## DIRECTIONS
Reproduce every row below verbatim, character for character, with nothing added or left out.
** begin DATA TO PROCESS **
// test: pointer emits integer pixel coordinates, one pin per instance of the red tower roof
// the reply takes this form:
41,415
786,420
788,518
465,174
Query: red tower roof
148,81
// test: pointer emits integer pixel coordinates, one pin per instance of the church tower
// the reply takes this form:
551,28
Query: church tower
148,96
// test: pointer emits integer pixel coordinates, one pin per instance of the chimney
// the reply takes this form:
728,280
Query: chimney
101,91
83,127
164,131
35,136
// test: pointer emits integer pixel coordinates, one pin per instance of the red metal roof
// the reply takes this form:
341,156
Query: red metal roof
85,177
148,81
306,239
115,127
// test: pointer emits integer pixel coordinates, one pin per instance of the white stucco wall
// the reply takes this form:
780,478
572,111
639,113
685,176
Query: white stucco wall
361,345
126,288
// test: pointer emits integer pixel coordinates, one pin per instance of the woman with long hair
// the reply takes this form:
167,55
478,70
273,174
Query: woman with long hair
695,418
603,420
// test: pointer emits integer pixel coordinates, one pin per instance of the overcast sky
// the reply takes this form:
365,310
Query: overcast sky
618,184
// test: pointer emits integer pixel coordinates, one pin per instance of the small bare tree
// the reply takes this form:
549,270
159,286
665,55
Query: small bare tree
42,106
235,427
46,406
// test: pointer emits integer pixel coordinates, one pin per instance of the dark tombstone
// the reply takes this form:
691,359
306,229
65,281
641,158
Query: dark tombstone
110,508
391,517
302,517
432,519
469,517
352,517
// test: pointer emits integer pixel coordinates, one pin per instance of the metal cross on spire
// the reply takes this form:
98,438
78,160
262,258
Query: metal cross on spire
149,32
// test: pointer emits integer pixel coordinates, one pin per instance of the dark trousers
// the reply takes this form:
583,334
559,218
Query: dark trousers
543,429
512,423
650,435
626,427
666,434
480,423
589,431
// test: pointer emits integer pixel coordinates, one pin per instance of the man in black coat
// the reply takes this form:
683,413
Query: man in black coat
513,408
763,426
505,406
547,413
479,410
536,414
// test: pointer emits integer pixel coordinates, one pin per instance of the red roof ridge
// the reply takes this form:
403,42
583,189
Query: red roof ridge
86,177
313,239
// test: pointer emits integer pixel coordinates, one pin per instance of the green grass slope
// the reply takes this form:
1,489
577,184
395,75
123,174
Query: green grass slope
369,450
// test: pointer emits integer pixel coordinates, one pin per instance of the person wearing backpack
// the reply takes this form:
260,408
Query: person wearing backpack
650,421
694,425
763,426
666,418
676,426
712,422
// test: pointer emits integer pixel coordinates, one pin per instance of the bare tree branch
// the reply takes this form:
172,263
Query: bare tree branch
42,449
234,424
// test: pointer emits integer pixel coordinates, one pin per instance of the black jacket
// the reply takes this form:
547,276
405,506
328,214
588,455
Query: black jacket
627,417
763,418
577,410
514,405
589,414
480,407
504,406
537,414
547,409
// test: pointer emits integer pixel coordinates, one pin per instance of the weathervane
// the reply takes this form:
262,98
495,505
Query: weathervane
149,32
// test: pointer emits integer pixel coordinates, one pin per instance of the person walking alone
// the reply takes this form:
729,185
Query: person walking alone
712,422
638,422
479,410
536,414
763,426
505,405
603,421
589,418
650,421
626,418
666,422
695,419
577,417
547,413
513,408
** end DATA TO PROCESS **
## ANSWER FOR THE TASK
// test: pointer emits integer pixel coordinates, one pin per instance of the red tower roof
// the reply takes this form:
41,415
786,420
788,518
465,174
Query: red tower roof
148,81
// test: pointer emits integer pixel coordinates, one pin per instance of the church tower
// the reply takes this form:
551,28
Query: church tower
148,96
// test: pointer emits integer pixel coordinates, one pin per instance of the chimney
// the reply takes this form:
728,280
Query: chimney
101,91
83,127
164,131
35,136
// test: pointer emits integer pixel coordinates, one pin per instance of the red metal roof
// the reply takes this form:
341,156
Query: red metal roof
85,177
148,81
306,239
115,127
// test: pointer emits integer pixel coordinates, one pin per instance of the white stucco wall
// the reply takes this form:
780,478
572,111
639,113
685,176
Query: white stucco wall
361,345
126,288
// test: pointer emits integer pixel coordinates, one pin per instance of the woman with long hair
// the reply takes this form:
167,55
478,70
273,174
Query: woman with long hair
695,418
603,420
// test: pointer emits integer pixel coordinates, one pin per instance of the overcast sky
// the reply takes this form:
365,310
Query: overcast sky
618,184
// test: pointer emits integer pixel coordinates, one pin per instance of the small bare tree
// the reply takes this form:
549,270
159,286
665,55
Query: small bare tree
42,106
235,427
46,406
// test: pointer emits integer pixel coordinates, one pin per instance of the dark tombstone
// the reply takes this form:
691,359
306,229
65,281
641,158
Query: dark tombstone
110,508
391,517
302,517
432,519
469,517
352,517
// test: pointer emits integer pixel coordinates, one pin per instance of the metal cross on spire
// the reply takes this form:
98,438
78,160
262,258
Query: metal cross on spire
149,32
// test: pointer emits integer pixel coordinates, one pin per instance of the dark trousers
// the reply takes this form:
583,334
559,218
Query: dark trousers
543,429
512,423
650,435
626,427
666,434
480,423
589,431
// test: pointer emits integer pixel coordinates, one pin per instance of the man in black coat
// the reply takes this form:
683,413
Query: man in black coat
513,408
763,426
505,406
547,413
479,410
536,414
// test: pointer emits integer pixel coordinates, one pin per instance of the red roof ridge
// the reply takes this form:
403,42
583,189
Query: red roof ridge
86,177
313,239
// test: pointer emits integer pixel coordinates, one pin per instance of the green grass slope
// the reply takes this form:
1,489
577,184
395,75
123,174
Query: green grass slope
369,450
// test: pointer emits integer pixel coordinates, one pin per instance of the person wearing backpack
// the reply takes this form:
260,408
Query: person wearing backpack
650,421
694,425
763,426
666,418
676,426
712,422
// test: pointer emits integer pixel coordinates, one pin per instance of the bare tree branch
// the reply takes this form:
172,263
Query: bare tree branch
42,449
234,424
// test: pointer emits integer pixel coordinates, one pin per instance of the black jacket
// the reply takes this form:
547,276
405,506
328,214
588,455
Query: black jacket
627,417
763,418
577,410
514,405
589,414
480,407
504,406
537,414
547,409
// test: pointer emits integer pixel coordinates, one pin per instance of the weathervane
// the reply takes this form:
262,98
495,505
Query: weathervane
149,32
// test: pointer emits integer pixel coordinates, one pin per instance of the person walking alone
// the reply takes this form:
729,185
Query: person walking alone
712,422
638,422
479,410
536,414
763,426
505,405
603,421
589,418
650,421
626,418
666,422
695,419
577,417
547,413
513,408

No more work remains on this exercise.